The records:
·····

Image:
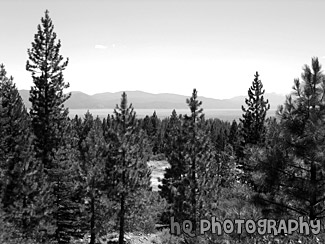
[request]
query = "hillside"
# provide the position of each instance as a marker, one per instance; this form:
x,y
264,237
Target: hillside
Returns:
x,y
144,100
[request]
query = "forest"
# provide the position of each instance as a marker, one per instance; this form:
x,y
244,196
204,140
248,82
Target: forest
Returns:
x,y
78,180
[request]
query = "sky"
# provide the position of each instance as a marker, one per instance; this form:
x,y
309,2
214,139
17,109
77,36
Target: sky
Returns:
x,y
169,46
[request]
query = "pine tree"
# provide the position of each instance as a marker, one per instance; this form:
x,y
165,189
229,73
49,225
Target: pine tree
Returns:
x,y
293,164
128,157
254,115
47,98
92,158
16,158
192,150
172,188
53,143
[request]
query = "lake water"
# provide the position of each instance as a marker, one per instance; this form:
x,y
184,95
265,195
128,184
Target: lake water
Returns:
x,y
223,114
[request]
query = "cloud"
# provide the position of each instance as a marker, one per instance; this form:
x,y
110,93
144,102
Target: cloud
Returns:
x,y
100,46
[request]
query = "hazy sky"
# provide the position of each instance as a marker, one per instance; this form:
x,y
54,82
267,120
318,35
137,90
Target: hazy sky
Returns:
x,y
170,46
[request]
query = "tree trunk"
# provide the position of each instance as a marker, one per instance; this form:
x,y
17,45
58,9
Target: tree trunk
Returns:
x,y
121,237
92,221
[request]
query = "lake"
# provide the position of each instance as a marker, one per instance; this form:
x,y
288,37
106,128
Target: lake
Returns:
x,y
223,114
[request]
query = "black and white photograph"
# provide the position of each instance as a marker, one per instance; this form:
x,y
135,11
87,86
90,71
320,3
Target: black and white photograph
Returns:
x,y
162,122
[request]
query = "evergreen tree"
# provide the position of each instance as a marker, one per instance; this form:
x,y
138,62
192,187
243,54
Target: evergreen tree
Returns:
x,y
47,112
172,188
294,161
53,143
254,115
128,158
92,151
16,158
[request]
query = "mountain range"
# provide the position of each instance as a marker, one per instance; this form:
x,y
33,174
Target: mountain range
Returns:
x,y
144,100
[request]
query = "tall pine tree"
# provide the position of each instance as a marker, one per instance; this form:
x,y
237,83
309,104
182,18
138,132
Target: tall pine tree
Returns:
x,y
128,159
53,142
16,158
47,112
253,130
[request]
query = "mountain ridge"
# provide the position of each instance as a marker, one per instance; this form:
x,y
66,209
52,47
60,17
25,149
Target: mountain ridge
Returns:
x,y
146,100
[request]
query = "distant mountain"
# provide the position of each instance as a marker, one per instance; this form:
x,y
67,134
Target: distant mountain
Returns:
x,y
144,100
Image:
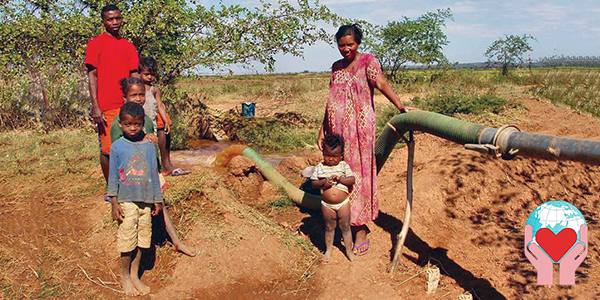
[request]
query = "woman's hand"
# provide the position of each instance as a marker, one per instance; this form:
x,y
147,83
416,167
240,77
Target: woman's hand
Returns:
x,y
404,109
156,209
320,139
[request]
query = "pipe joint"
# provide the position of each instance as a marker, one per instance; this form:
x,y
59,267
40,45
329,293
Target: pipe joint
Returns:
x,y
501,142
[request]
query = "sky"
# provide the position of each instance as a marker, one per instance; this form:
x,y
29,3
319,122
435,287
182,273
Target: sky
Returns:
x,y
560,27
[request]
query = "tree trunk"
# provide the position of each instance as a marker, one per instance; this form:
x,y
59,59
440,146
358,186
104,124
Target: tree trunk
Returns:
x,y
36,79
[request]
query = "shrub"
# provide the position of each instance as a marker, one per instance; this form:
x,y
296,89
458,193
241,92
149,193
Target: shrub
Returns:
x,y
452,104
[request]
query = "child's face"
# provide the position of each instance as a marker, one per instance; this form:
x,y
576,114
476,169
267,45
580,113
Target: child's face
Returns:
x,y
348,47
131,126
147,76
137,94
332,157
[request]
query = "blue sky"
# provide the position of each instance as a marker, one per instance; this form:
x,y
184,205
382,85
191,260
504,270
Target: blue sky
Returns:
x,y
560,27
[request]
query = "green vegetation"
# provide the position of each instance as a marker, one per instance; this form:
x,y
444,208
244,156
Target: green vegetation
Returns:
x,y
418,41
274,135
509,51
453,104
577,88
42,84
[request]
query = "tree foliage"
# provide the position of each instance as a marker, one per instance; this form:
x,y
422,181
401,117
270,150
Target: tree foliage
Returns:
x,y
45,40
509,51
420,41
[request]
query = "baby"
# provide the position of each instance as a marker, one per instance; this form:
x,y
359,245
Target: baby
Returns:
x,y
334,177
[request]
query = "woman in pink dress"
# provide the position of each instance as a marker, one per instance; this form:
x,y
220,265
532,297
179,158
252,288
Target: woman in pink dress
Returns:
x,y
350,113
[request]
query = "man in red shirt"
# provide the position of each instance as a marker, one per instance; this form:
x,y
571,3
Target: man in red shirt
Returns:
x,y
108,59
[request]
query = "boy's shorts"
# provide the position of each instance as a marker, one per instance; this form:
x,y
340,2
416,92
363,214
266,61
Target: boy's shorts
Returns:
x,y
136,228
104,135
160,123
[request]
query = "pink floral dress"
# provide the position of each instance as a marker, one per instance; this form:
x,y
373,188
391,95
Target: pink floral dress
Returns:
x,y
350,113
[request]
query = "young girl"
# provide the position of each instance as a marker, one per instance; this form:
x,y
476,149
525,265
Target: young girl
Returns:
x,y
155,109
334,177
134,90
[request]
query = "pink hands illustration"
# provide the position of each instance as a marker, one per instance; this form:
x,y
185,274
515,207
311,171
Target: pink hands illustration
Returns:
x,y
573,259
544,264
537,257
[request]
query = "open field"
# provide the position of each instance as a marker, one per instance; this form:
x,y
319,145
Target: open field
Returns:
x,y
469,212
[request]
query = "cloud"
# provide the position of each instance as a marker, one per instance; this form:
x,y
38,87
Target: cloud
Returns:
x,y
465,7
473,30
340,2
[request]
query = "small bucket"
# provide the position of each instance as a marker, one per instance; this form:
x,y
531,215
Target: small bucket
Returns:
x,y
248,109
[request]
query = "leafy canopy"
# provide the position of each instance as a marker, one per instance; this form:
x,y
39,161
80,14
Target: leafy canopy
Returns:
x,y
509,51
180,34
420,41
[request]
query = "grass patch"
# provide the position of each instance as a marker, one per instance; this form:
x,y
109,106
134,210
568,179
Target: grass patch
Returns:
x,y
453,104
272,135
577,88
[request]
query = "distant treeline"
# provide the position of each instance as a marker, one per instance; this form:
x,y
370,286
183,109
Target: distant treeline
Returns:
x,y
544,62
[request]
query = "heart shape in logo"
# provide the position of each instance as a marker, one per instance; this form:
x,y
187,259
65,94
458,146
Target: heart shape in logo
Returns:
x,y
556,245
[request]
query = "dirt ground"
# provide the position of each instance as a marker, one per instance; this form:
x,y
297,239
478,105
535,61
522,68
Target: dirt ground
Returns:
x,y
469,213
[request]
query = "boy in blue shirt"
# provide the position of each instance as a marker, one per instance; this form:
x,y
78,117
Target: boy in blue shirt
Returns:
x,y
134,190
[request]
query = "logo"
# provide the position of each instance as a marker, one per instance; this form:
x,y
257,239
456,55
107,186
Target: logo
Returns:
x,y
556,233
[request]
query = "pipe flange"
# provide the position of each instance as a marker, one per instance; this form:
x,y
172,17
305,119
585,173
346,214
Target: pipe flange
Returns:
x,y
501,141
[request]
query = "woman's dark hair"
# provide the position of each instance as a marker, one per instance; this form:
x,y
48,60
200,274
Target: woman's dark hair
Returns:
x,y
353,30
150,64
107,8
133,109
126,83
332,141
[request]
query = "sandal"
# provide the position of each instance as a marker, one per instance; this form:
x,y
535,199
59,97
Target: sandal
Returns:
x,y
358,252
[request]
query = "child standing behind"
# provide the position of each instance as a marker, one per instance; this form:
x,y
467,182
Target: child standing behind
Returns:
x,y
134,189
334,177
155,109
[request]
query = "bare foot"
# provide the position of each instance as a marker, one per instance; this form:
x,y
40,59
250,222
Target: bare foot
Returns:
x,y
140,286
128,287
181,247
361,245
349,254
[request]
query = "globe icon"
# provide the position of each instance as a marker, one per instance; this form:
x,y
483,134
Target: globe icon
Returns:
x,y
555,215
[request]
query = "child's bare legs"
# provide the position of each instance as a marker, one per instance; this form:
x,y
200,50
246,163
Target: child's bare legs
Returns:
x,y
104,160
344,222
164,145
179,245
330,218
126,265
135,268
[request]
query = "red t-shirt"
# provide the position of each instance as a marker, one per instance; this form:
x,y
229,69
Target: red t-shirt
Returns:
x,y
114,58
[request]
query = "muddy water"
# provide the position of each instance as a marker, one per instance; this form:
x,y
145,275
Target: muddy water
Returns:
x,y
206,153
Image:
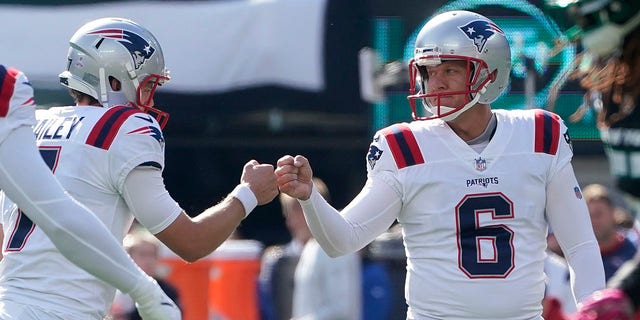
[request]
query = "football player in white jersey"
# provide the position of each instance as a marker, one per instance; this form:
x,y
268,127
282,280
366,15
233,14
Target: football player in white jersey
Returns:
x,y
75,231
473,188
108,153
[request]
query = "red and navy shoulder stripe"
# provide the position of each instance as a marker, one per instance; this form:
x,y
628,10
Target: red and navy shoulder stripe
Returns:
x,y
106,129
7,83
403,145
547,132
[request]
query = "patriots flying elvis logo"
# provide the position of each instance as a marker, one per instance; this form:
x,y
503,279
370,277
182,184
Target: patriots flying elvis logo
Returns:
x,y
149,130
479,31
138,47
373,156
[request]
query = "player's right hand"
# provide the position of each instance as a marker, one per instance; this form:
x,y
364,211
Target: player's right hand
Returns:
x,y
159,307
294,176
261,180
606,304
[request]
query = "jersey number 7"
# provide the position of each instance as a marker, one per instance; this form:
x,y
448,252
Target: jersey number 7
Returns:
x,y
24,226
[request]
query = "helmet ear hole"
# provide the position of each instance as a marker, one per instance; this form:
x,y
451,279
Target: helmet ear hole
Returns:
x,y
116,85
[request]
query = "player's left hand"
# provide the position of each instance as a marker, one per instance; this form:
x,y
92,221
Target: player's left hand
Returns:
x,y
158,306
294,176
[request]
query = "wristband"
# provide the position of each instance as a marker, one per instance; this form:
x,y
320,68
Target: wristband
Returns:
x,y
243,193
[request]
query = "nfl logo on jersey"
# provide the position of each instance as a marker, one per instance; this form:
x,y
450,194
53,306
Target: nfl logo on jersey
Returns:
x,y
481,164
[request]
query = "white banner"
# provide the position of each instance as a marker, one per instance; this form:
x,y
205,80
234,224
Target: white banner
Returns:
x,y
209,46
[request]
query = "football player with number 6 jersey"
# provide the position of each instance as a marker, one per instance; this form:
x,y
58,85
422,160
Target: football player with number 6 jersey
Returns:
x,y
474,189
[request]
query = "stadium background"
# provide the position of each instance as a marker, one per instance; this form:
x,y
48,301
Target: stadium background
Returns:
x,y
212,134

·····

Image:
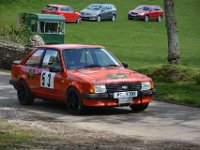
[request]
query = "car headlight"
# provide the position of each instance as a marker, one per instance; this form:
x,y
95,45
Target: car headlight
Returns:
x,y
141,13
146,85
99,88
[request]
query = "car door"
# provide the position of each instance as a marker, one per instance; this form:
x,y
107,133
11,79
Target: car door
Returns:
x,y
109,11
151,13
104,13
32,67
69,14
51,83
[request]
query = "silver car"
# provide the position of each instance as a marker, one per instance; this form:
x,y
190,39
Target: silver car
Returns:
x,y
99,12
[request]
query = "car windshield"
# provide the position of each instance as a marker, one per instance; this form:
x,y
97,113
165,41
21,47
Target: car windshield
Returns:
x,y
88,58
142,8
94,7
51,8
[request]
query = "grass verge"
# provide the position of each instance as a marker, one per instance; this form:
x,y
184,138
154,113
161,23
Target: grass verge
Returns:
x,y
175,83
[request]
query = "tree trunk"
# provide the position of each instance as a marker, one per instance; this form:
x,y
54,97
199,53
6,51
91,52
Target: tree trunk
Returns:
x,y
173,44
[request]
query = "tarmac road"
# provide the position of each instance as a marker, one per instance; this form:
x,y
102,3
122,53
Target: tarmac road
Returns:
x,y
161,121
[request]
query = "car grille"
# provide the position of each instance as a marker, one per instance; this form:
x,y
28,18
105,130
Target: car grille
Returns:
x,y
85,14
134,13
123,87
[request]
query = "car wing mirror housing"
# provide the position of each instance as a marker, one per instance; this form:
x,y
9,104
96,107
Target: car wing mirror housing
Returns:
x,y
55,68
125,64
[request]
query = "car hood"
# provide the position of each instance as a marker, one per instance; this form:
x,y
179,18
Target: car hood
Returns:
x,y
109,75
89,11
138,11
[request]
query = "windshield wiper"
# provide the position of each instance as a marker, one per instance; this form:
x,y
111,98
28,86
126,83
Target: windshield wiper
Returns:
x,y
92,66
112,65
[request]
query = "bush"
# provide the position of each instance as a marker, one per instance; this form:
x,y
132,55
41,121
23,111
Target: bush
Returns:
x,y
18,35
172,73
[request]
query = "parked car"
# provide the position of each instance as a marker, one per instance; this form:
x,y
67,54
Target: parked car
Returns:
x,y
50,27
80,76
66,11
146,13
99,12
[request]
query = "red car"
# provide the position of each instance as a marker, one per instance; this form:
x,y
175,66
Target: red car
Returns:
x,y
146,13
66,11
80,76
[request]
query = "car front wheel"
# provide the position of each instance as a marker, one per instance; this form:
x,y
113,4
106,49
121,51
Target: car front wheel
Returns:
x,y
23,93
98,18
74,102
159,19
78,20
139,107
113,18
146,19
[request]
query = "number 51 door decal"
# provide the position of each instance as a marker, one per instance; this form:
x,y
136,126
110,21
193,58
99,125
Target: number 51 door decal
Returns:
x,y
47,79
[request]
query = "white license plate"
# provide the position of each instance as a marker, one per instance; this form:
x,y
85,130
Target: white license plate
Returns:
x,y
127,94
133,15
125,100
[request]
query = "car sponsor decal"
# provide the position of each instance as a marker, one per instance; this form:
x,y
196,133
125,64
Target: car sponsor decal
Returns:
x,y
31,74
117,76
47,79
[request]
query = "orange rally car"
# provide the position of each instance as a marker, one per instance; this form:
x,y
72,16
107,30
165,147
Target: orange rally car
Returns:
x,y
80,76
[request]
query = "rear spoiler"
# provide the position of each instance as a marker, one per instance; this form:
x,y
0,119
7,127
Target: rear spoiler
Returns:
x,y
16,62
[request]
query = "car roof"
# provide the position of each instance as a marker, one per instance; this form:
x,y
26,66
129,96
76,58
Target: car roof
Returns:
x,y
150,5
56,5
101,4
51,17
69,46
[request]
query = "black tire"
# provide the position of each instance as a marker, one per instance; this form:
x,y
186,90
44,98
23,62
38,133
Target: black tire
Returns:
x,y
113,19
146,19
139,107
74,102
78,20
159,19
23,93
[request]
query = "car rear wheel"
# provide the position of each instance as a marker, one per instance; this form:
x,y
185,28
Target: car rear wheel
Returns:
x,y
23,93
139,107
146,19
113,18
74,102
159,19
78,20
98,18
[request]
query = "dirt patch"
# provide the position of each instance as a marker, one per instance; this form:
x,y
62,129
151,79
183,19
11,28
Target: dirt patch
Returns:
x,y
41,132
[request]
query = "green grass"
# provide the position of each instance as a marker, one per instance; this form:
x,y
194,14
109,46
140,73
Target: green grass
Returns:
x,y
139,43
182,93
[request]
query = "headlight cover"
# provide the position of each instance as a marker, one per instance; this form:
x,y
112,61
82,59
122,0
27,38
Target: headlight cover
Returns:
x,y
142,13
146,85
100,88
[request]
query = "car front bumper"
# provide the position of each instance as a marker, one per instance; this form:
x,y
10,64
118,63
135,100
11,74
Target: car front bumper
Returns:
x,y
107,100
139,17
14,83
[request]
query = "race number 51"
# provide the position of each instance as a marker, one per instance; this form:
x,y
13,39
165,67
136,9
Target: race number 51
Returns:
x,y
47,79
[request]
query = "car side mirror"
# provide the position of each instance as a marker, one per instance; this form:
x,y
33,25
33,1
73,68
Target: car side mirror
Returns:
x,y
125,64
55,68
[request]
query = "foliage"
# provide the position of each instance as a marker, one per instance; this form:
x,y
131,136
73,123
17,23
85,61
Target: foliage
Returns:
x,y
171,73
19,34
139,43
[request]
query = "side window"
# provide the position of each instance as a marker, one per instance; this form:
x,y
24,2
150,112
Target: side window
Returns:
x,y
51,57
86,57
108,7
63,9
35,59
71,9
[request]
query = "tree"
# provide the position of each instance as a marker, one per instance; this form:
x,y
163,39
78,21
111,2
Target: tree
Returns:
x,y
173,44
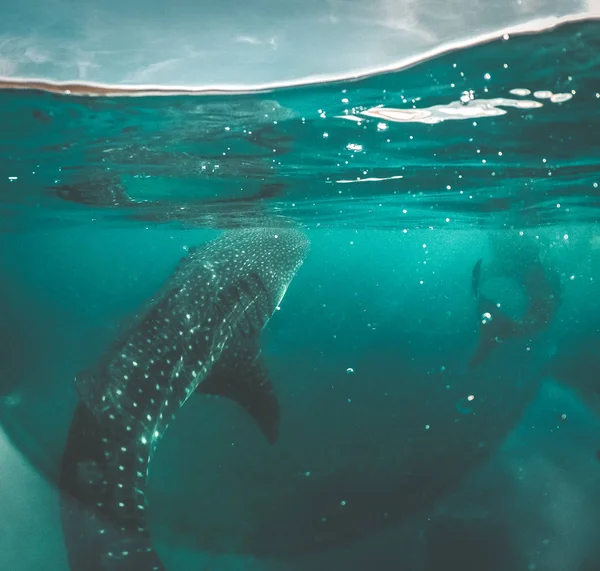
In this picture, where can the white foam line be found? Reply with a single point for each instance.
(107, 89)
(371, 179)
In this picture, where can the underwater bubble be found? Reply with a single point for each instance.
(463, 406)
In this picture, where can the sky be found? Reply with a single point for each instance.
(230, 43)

·····

Problem to work on:
Transcribe each line of the data above, unaltered, from the one where "Target: pipe flange" appears to the one where "Target: child's bare legs" appears, inclusive of both.

Task result:
Target: pipe flange
Returns:
x,y
501,141
[request]
query = "woman's dark hair"
# provide the position of each instance as a marker, one per instance; this form:
x,y
48,60
200,274
Target: woman's dark hair
Returns:
x,y
353,30
150,64
107,8
133,109
126,83
332,141
[request]
query = "sandal"
# provide the position of each instance as a marker, one per instance; this form:
x,y
535,199
59,97
Target: sandal
Returns:
x,y
358,252
[request]
query = "child standing behind"
# provide the position of each instance as a marker, one per instance; this form:
x,y
467,182
Target: child standing behind
Returns:
x,y
134,189
334,177
155,109
[request]
query = "bare foot"
# provide the position of each instance as a marker, one per instance; this form:
x,y
40,59
250,222
Target: bare foot
Returns:
x,y
140,286
128,287
181,247
361,245
349,254
[request]
query = "globe icon"
# provide the position of each instance as a marker, one per instance; this form:
x,y
483,134
Target: globe icon
Returns:
x,y
555,215
[request]
query = "child's bare legs"
# provide the position of each instance as a marker, one per instance; this form:
x,y
200,50
246,163
Target: child's bare legs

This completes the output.